Provided data
══════════════════════════════

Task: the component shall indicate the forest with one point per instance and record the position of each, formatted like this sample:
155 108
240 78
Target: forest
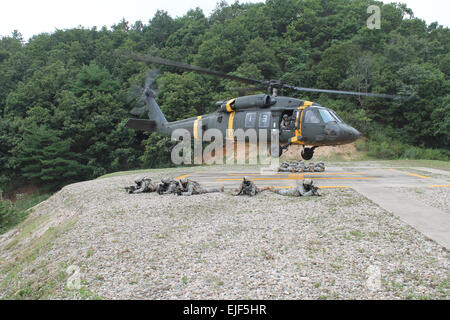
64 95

══════════════════════════════

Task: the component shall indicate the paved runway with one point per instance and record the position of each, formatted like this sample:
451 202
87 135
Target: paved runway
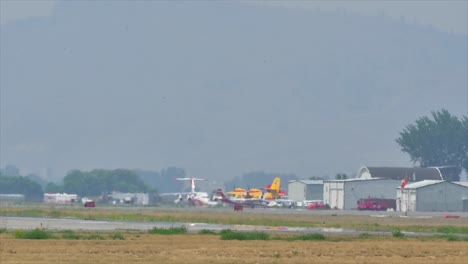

══════════════════════════════

Problem description
Starting at the line above that holds "Task: the component shall indicate the paved" and ending at the line that holds "Target: paved runway", transcribe each line exactly and include no other lines.

Problem solution
Task: the component shall indicate the paved runway with one point per instance and record the position of each, formatted like this sample:
451 202
87 135
Target: paved runway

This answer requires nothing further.